[Directions for this task]
Go through the data below. Pull out every line that has the word "black".

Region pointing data

-----

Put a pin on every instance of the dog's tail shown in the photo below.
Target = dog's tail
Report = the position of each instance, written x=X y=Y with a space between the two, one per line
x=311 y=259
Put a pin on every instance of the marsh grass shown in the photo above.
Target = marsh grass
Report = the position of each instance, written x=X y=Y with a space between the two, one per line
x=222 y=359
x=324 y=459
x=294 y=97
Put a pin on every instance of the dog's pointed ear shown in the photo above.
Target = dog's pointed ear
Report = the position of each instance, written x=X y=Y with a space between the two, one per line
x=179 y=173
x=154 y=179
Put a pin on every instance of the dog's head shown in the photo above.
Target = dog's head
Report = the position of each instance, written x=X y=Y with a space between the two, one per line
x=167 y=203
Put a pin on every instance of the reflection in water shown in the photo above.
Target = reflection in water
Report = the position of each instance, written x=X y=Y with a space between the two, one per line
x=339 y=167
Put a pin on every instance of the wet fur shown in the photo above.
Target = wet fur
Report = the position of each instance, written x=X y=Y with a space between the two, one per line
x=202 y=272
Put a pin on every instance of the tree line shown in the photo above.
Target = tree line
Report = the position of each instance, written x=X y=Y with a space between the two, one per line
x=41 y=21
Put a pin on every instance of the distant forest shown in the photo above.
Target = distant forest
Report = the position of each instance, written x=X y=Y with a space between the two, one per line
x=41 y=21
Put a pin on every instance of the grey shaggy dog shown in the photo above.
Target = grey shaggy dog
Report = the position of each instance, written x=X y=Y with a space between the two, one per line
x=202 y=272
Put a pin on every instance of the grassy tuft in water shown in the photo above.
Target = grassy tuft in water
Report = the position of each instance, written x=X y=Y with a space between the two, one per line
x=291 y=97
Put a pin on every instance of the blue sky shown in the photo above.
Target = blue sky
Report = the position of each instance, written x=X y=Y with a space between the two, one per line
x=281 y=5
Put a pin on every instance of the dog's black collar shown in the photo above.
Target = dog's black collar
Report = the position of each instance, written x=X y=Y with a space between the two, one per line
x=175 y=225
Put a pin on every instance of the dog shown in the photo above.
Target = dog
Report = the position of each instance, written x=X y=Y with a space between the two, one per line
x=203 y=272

-----

[Exercise solution]
Put a pin on every instance of the dog's black collar shown in the photo above.
Target = dog's black collar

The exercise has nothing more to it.